▶ _Stored rows_
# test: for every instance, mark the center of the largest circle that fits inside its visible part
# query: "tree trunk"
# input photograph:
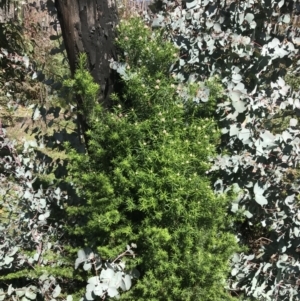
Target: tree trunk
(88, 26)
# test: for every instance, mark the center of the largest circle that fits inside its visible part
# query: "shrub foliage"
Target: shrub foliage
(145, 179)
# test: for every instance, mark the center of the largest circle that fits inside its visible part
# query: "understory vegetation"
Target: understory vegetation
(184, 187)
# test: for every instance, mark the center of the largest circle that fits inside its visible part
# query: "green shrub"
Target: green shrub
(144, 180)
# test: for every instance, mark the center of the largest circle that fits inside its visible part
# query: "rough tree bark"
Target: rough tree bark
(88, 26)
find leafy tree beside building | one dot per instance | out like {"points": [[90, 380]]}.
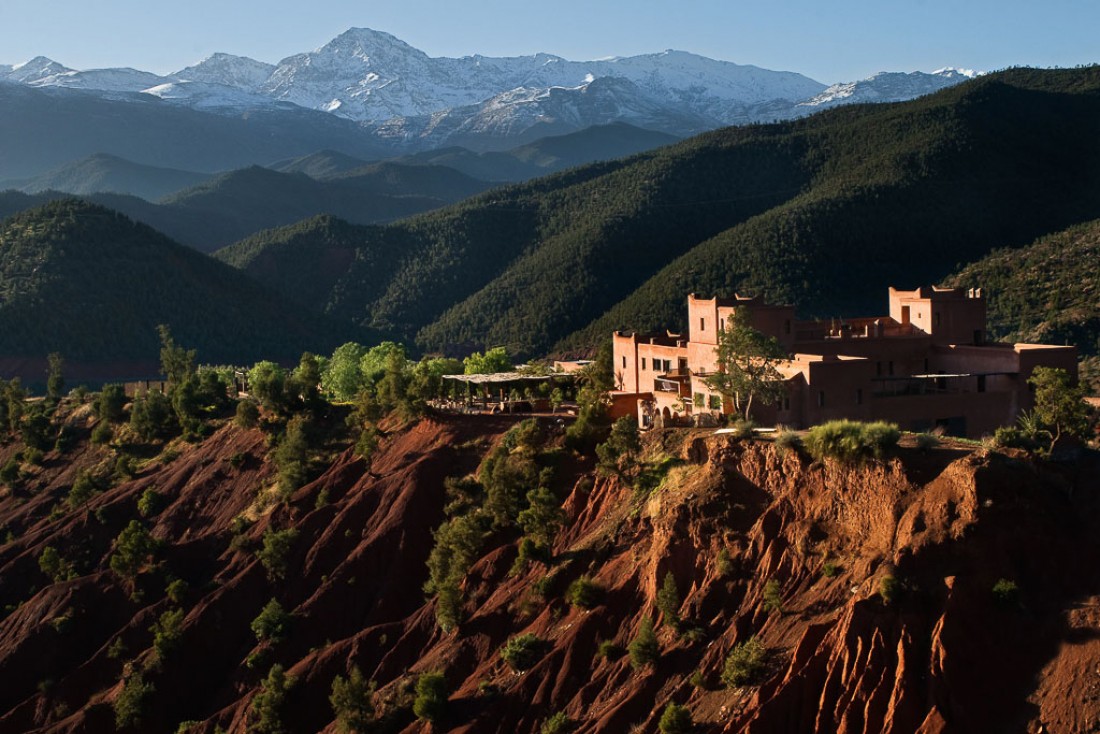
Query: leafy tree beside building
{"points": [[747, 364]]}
==
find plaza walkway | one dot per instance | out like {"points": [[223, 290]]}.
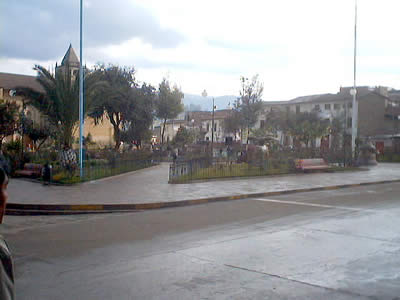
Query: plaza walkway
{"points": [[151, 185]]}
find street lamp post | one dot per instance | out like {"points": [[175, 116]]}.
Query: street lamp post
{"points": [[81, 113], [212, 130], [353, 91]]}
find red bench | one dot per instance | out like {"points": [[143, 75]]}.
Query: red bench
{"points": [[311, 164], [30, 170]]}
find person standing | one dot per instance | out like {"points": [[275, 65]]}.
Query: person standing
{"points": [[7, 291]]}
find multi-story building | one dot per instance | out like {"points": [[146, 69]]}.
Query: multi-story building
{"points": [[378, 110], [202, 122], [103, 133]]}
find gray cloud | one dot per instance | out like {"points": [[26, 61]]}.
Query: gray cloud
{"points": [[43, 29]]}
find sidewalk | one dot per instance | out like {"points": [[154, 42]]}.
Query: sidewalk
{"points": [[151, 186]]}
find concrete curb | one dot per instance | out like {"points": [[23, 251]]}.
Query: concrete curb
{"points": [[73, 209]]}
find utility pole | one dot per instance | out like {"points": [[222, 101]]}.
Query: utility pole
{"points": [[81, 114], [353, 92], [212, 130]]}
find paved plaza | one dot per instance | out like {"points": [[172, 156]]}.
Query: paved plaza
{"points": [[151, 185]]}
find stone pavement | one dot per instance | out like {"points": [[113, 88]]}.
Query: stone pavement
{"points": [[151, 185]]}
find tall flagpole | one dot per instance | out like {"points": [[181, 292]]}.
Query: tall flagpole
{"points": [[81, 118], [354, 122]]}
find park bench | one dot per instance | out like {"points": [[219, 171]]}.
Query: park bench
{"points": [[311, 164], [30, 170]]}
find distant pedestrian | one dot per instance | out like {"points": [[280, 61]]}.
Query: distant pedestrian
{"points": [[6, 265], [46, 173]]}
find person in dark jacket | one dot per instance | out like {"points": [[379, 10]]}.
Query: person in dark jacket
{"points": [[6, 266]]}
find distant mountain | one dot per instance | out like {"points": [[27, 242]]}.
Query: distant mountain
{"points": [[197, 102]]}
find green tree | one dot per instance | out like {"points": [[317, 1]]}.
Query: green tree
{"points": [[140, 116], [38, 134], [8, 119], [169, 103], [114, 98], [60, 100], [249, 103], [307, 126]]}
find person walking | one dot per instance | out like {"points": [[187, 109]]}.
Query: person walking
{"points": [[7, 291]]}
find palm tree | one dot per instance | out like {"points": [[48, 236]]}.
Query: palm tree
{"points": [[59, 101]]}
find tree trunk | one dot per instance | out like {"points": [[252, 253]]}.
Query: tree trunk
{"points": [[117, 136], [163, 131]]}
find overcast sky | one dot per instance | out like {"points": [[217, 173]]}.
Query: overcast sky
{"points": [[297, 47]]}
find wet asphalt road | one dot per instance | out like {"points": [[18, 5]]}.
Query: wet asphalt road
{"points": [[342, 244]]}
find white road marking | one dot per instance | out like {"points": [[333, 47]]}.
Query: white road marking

▶ _Given request_
Count the rows in both blocks above that contain the word "dark", and give only that number.

▶ _Solution_
2